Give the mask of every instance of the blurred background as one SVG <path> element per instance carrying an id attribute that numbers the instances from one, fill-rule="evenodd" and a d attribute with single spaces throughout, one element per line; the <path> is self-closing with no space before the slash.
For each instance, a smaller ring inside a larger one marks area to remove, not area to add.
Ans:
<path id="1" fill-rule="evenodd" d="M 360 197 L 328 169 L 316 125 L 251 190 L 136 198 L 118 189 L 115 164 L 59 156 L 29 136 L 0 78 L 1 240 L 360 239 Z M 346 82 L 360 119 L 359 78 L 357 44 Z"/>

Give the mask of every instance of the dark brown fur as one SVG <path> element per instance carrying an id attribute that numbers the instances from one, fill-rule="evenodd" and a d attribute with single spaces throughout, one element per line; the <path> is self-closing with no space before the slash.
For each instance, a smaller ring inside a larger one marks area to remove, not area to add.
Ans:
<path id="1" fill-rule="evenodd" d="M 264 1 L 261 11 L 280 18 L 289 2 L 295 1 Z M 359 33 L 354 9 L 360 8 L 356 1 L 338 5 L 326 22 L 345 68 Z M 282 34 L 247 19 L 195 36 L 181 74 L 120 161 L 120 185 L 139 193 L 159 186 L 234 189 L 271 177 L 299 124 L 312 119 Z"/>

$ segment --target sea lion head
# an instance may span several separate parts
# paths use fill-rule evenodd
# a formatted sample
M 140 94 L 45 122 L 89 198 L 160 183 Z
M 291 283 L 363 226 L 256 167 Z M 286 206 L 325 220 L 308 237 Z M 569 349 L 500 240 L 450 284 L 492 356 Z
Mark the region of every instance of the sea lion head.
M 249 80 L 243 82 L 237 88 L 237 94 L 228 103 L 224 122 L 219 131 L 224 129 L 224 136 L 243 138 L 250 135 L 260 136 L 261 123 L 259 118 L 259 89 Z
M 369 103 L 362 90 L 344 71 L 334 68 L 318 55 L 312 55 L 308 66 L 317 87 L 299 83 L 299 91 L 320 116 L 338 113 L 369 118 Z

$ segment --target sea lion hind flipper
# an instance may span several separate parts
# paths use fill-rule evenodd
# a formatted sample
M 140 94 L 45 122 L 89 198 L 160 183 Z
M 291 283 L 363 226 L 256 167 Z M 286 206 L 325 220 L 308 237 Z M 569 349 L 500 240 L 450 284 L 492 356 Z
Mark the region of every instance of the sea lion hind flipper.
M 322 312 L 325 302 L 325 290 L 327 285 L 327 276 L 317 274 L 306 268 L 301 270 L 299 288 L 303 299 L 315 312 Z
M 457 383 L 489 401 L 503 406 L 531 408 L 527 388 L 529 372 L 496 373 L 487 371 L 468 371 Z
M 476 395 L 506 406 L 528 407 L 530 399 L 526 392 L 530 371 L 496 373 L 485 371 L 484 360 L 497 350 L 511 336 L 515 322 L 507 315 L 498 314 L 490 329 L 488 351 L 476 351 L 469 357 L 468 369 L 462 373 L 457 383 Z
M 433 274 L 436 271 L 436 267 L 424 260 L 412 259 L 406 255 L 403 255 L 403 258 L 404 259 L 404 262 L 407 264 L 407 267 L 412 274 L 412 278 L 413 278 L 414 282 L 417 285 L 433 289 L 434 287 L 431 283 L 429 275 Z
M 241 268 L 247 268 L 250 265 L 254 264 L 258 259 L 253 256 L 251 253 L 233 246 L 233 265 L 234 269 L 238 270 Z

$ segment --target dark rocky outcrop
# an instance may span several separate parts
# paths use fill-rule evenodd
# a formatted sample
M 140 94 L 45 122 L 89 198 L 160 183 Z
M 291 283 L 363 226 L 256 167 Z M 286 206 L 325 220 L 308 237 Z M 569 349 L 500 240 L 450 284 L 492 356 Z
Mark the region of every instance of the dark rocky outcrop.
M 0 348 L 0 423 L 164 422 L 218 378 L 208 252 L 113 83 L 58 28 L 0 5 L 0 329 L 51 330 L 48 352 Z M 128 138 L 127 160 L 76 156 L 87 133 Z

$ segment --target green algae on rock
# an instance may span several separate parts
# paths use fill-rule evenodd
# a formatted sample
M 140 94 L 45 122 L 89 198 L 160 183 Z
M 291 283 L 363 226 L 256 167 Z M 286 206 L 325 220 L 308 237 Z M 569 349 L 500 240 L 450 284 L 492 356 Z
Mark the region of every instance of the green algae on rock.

Problem:
Please write out all of the records above, character for character, without changing anything.

Result for this task:
Give the mask of every instance of the blurred background as one SVG <path> element per instance carrying an id attribute that numbers the instances from one, fill-rule="evenodd" and a d attribute with single spaces throughout, one element per line; the <path> is self-closing with no space before the slash.
For each instance, a smaller ring inside a larger one marks area to remove, not area to add.
Ans:
<path id="1" fill-rule="evenodd" d="M 360 197 L 328 169 L 316 125 L 251 190 L 136 198 L 118 189 L 115 164 L 59 156 L 29 136 L 0 78 L 1 240 L 360 239 Z M 346 82 L 360 119 L 359 78 L 357 44 Z"/>

Give the mask of every instance of the dark brown fur as one SVG <path> element per instance carrying an id attribute that numbers the instances from one, fill-rule="evenodd" and a d attribute with single spaces throughout, one element per line; the <path> is self-closing with no space before the slash.
For each instance, a smaller ring inside a larger one marks area to remove, not area to add.
Ans:
<path id="1" fill-rule="evenodd" d="M 264 1 L 261 11 L 280 18 L 289 2 L 295 1 Z M 359 33 L 354 9 L 360 8 L 356 1 L 338 5 L 326 22 L 345 68 Z M 282 34 L 247 19 L 195 36 L 181 74 L 120 161 L 120 185 L 139 193 L 159 186 L 234 189 L 271 177 L 299 124 L 312 119 Z"/>

$ segment --target sea lion head
# an instance may span several separate parts
# paths use fill-rule evenodd
# a formatted sample
M 140 94 L 45 122 L 89 198 L 160 183 Z
M 291 283 L 363 226 L 256 167 Z M 286 206 L 325 220 L 308 237 Z M 569 349 L 500 240 L 450 284 L 492 356 Z
Mark the region of every instance of the sea lion head.
M 249 80 L 243 82 L 237 88 L 237 94 L 228 103 L 224 122 L 219 131 L 224 129 L 224 136 L 243 138 L 250 135 L 260 136 L 261 123 L 259 118 L 259 89 Z
M 369 103 L 362 90 L 344 71 L 334 68 L 318 55 L 312 55 L 308 66 L 317 87 L 299 83 L 299 91 L 320 116 L 338 113 L 369 118 Z

$ segment --target sea lion hind flipper
# an instance may span several separate parts
# paths use fill-rule evenodd
# a formatted sample
M 140 94 L 45 122 L 89 198 L 160 183 Z
M 291 283 L 363 226 L 256 167 Z M 286 206 L 325 220 L 308 237 Z M 569 349 L 500 240 L 450 284 L 492 356 Z
Mark the region of every instance of the sea lion hind flipper.
M 322 312 L 325 302 L 325 290 L 327 285 L 327 276 L 317 274 L 306 268 L 301 270 L 299 288 L 303 299 L 315 312 Z
M 457 383 L 489 401 L 503 406 L 531 408 L 527 388 L 529 372 L 496 373 L 487 371 L 468 371 Z
M 476 395 L 506 406 L 528 407 L 530 399 L 526 392 L 530 371 L 496 373 L 485 371 L 484 360 L 497 350 L 511 336 L 515 322 L 507 315 L 498 314 L 490 329 L 488 351 L 476 351 L 469 357 L 468 369 L 462 373 L 457 383 Z
M 433 274 L 436 271 L 436 267 L 424 260 L 412 259 L 406 255 L 403 255 L 403 258 L 404 259 L 404 262 L 407 264 L 407 267 L 412 274 L 412 278 L 413 278 L 414 282 L 417 285 L 433 289 L 434 287 L 431 283 L 429 275 Z
M 241 268 L 247 268 L 250 265 L 254 264 L 258 259 L 253 256 L 251 253 L 233 246 L 233 265 L 234 269 L 238 270 Z

$ segment --target dark rocky outcrop
# an instance may span several separate parts
# paths use fill-rule evenodd
# a formatted sample
M 140 94 L 45 122 L 89 198 L 160 183 Z
M 291 283 L 363 226 L 256 167 Z M 286 206 L 325 220 L 308 237 Z M 569 349 L 500 240 L 450 284 L 492 356 Z
Mark the region of every instance of the dark rocky outcrop.
M 0 348 L 0 423 L 164 422 L 218 378 L 208 252 L 113 83 L 58 28 L 0 5 L 0 329 L 51 330 L 48 352 Z M 128 138 L 127 160 L 76 156 L 87 133 Z

$ segment --target green algae on rock
# an instance may span several separate parts
# paths use fill-rule evenodd
# a formatted sample
M 140 94 L 45 122 L 89 198 L 160 183 Z
M 291 283 L 363 226 L 256 167 Z M 286 206 L 325 220 L 308 237 Z M 569 349 L 500 240 L 450 284 L 492 356 Z
Mark the region of every instance of the green algae on rock.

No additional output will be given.